→ **EXCERPTED PASSAGE**:
○ ○ ○

Chicago getting a couple of generous whistles tonight.


----------



## Brandname (May 24, 2006)

Bron needs to get back to taking it inside. Enough with these jumpers.


----------



## Brandname (May 24, 2006)

Andy got fouled there.


----------



## Benedict_Boozer (Jul 16, 2004)

Cavs just sloppy. 

Lebron taking stupid shots, offense has been horrible all game


----------



## Brandname (May 24, 2006)

I can't believe the new guys said our offense is so much more complicated that any other they've been in. 

Something's not working. Maybe it's taking them too long to learn it, but nobody is on the same page out there.


----------



## hendrix2430 (Mar 21, 2005)

why the hell does Mike Brown keeps AV and Wallace together on the court for long streches? Watching either one posting up gives me headaches...


----------



## Benedict_Boozer (Jul 16, 2004)

No energy or movement. 

Smelling a loss


----------



## hendrix2430 (Mar 21, 2005)

Lebron has to switch to his "distributor" mode now.


----------



## Brandname (May 24, 2006)

Hinrich must get all ball an awful lot.


----------



## Pioneer10 (Sep 30, 2004)

AV come on finish that


----------



## Brandname (May 24, 2006)

This is pathetic.

Kaboom? Really? Kevin Harlan, you're better than that.


----------



## Brandname (May 24, 2006)

What the hell is Lebron doing? Hell, what is the whole team doing?


----------



## Pioneer10 (Sep 30, 2004)

WTF wallace finish that


----------



## Brandname (May 24, 2006)

Get Wallace the **** out of there. Goddamn Mike Brown is a stupid ****ing moron.


----------



## hendrix2430 (Mar 21, 2005)

Bench Lebron, Mike Brown. He's taking us out of the game.


----------



## Benedict_Boozer (Jul 16, 2004)

Why do we always play so horribly in 3rd qtrs???

Every damn game we suck in the 3rd and have to make these huge comebacks in the 4th


----------



## Pioneer10 (Sep 30, 2004)

What is Brown doing with this lineup?

Play Brown and Jones


----------



## Brandname (May 24, 2006)

Lebron's not the only one. Everyone is playing like **** tonight. Anderson is TERRIBLE.


----------



## Benedict_Boozer (Jul 16, 2004)

It's like we cant score for 10 straight possessions and Mike B. still trots out there AV/Ben Wallace duo


----------



## Pioneer10 (Sep 30, 2004)

Finally Smith and Jones


----------



## Pioneer10 (Sep 30, 2004)

Benedict_Boozer said:


> It's like we cant score for 10 straight possessions and Mike B. still trots out there AV/Ben Wallace duo


Niether can finish


----------



## hendrix2430 (Mar 21, 2005)

Honestly, Brown has to bench Lebron for the remainder of the game. Make a statement. 5 stupid *** shots in a row! How's that for ruining your team's chances?


----------



## Brandname (May 24, 2006)

Finally. Maybe Wally can help us get out of this.


----------



## Benedict_Boozer (Jul 16, 2004)

We screwed up giving the Bulls confidence


----------



## Pioneer10 (Sep 30, 2004)

Why foul goober?


----------



## Brandname (May 24, 2006)

○ ○ ○

→ **TASK DATA**:
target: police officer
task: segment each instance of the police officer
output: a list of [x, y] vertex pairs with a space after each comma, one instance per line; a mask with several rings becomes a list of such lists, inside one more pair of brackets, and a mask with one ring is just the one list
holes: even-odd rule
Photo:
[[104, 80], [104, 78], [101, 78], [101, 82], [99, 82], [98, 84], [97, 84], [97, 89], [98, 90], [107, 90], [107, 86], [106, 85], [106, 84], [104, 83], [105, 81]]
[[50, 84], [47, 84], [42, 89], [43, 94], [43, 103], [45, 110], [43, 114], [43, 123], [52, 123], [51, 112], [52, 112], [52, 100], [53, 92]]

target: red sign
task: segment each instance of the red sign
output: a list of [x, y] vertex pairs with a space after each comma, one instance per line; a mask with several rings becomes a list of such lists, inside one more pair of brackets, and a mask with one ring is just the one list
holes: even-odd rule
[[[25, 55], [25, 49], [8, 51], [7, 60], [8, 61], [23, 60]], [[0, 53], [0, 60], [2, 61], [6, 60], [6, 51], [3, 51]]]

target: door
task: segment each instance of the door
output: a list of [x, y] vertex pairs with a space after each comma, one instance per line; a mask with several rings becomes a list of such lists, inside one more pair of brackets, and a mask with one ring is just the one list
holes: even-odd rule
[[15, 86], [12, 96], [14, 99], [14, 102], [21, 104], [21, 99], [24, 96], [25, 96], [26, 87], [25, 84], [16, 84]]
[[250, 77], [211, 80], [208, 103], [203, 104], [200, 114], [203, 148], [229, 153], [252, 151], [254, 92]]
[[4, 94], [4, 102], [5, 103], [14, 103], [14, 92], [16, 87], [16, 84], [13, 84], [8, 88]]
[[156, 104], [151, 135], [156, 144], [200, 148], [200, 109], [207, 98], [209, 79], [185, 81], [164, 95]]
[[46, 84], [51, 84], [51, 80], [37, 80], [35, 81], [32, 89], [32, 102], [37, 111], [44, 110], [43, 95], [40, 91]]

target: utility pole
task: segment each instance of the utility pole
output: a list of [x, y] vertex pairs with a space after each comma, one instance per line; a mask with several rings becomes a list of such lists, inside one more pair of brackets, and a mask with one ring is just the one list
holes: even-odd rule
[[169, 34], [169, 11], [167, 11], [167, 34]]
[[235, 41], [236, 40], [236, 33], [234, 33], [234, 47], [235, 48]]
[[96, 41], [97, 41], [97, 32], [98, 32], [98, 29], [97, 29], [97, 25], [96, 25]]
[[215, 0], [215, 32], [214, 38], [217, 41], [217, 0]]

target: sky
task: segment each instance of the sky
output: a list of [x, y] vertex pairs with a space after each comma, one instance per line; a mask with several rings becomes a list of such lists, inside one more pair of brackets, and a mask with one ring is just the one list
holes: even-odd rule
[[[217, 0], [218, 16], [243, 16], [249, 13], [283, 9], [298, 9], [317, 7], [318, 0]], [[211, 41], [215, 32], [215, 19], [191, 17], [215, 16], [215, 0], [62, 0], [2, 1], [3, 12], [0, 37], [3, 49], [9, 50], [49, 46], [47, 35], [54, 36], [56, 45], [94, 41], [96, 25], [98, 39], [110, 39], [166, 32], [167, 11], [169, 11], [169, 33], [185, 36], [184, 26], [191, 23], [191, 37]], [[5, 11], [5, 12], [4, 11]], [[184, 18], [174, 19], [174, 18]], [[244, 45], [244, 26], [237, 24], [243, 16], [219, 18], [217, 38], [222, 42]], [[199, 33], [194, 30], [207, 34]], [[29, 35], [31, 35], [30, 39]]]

○ ○ ○

→ **TASKS**:
1 – Retype the records exactly, starting with the first line of the records and going on through the line that contains "51], [3, 51]]]", with both of those lines included.
2 – Continue the forum thread about the Cavs game from the point where it stops.

→ **WRITTEN RESPONSES**:
1 –
target: police officer
task: segment each instance of the police officer
output: a list of [x, y] vertex pairs with a space after each comma, one instance per line; a mask with several rings becomes a list of such lists, inside one more pair of brackets, and a mask with one ring is just the one list
holes: even-odd rule
Photo:
[[104, 80], [104, 78], [101, 78], [101, 82], [99, 82], [98, 84], [97, 84], [97, 89], [98, 90], [107, 90], [107, 86], [106, 85], [106, 84], [104, 83], [105, 81]]
[[50, 84], [47, 84], [42, 89], [43, 94], [43, 103], [45, 110], [43, 114], [43, 123], [52, 123], [51, 112], [52, 112], [52, 100], [53, 92]]

target: red sign
task: segment each instance of the red sign
output: a list of [x, y] vertex pairs with a space after each comma, one instance per line; a mask with several rings becomes a list of such lists, inside one more pair of brackets, and a mask with one ring is just the one list
holes: even-odd rule
[[[25, 55], [25, 49], [8, 51], [7, 60], [8, 61], [23, 60]], [[0, 53], [0, 60], [2, 61], [6, 60], [6, 51], [3, 51]]]

2 –
hendrix2430 said:


> Honestly, Brown has to bench Lebron for the remainder of the game. Make a statement. 5 stupid *** shots in a row! How's that for ruining your team's chances?


Honestly though, who else is going to score? AV? Ben Wallace? 

Mike Brown left a lineup in too long. A lineup that was destined to fail against any team capable of making halftime adjustments. Lebron took bad shots, but he was the only guy who could do a damn thing out there.


----------



## hendrix2430 (Mar 21, 2005)

what's frustrating is that we have so much potential, but we're playing at 50%, if that.


----------



## hendrix2430 (Mar 21, 2005)

good foul


----------



## Pioneer10 (Sep 30, 2004)

Defense is terrible


----------



## futuristxen (Jun 26, 2003)

We'll win this game if we start rebounding. Geez. Getting our butts kicked on the glass tonight.


----------



## Pioneer10 (Sep 30, 2004)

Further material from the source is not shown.